-- Start of ENTRIES --

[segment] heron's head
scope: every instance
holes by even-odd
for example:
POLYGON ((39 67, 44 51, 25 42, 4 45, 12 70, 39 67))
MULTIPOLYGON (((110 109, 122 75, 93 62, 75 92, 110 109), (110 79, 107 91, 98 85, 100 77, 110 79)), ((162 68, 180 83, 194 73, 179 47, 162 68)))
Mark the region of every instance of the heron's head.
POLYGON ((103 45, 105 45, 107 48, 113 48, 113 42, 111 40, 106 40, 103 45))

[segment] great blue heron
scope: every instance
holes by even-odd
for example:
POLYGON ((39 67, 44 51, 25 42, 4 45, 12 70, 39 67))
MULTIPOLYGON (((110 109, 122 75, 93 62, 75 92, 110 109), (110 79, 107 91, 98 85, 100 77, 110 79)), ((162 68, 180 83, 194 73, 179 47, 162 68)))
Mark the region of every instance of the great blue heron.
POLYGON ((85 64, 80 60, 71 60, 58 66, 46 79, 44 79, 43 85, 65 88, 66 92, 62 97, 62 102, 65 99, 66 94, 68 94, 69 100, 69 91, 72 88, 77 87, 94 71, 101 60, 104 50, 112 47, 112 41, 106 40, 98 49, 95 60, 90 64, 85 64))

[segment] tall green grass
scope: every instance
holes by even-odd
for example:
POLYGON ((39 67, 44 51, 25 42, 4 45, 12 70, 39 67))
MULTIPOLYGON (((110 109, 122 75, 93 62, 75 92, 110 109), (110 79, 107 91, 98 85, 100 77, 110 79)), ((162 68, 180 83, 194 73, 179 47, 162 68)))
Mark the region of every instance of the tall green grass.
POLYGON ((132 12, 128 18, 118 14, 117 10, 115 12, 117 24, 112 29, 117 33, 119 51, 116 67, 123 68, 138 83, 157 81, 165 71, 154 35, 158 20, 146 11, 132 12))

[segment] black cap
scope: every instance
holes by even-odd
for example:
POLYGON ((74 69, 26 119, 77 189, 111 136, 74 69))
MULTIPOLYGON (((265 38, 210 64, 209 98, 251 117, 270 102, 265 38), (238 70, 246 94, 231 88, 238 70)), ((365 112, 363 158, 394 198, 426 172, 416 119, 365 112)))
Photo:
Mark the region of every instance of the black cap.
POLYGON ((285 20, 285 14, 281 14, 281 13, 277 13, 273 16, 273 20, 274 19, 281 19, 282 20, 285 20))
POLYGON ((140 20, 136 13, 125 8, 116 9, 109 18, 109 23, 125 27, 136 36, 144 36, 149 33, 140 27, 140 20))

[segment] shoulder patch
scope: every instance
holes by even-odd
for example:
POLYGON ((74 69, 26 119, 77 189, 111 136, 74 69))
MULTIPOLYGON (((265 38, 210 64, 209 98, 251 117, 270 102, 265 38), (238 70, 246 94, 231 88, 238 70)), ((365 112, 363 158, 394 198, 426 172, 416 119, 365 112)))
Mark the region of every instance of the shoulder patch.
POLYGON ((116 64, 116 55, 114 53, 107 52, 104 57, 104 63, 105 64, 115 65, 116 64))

-- End of ENTRIES --

### WORK REQUIRED
Copy every item above word for word, keeping each line as it stands.

### TASK OUTPUT
[segment] heron's head
scope: every instance
holes by even-odd
for example:
POLYGON ((39 67, 44 51, 25 42, 4 45, 12 70, 39 67))
MULTIPOLYGON (((110 109, 122 75, 93 62, 75 92, 110 109), (110 79, 107 91, 98 85, 100 77, 110 79)), ((162 68, 180 83, 194 73, 179 47, 162 68)))
Mark the region of every instance of the heron's head.
POLYGON ((103 45, 105 45, 107 48, 113 48, 113 42, 111 40, 106 40, 103 45))

[segment] great blue heron
scope: every instance
holes by even-odd
for example:
POLYGON ((39 67, 44 51, 25 42, 4 45, 12 70, 39 67))
MULTIPOLYGON (((110 109, 122 75, 93 62, 75 92, 110 109), (110 79, 107 91, 98 85, 100 77, 110 79)), ((162 68, 180 83, 194 73, 179 47, 162 68)))
Mark the region of every instance of the great blue heron.
POLYGON ((85 64, 80 60, 71 60, 58 66, 46 79, 44 79, 43 85, 65 88, 66 92, 62 97, 62 102, 65 99, 66 94, 68 94, 69 100, 69 91, 72 88, 77 87, 94 71, 101 60, 104 50, 112 47, 112 41, 106 40, 98 49, 95 60, 90 64, 85 64))

[segment] tall green grass
scope: every instance
holes by even-odd
for example:
POLYGON ((39 67, 44 51, 25 42, 4 45, 12 70, 39 67))
MULTIPOLYGON (((110 109, 122 75, 93 62, 75 92, 110 109), (110 79, 107 91, 98 85, 100 77, 110 79)), ((162 68, 180 83, 194 73, 179 47, 162 68)))
Mark the region of every instance of the tall green grass.
POLYGON ((132 12, 128 18, 118 14, 117 10, 115 12, 117 24, 112 29, 117 33, 119 51, 116 67, 123 68, 138 83, 157 81, 165 71, 154 35, 158 20, 146 11, 132 12))

[segment] black cap
scope: every instance
holes by even-odd
for example:
POLYGON ((74 69, 26 119, 77 189, 111 136, 74 69))
MULTIPOLYGON (((265 38, 210 64, 209 98, 251 117, 270 102, 265 38), (238 70, 246 94, 231 88, 238 70)), ((365 112, 363 158, 394 198, 426 172, 416 119, 365 112)))
Photo:
Mark the region of every instance of the black cap.
POLYGON ((285 20, 285 14, 281 14, 281 13, 277 13, 273 16, 273 20, 274 19, 281 19, 282 20, 285 20))
POLYGON ((140 20, 136 13, 125 8, 116 9, 109 18, 109 23, 125 27, 136 36, 144 36, 149 33, 140 27, 140 20))

[segment] shoulder patch
scope: every instance
holes by even-odd
for example:
POLYGON ((74 69, 26 119, 77 189, 111 136, 74 69))
MULTIPOLYGON (((265 38, 210 64, 209 98, 251 117, 270 102, 265 38), (238 70, 246 94, 231 88, 238 70)), ((365 112, 363 158, 394 198, 426 172, 416 119, 365 112)))
Mark the region of every instance of the shoulder patch.
POLYGON ((116 64, 116 55, 114 53, 107 52, 104 57, 104 63, 105 64, 115 65, 116 64))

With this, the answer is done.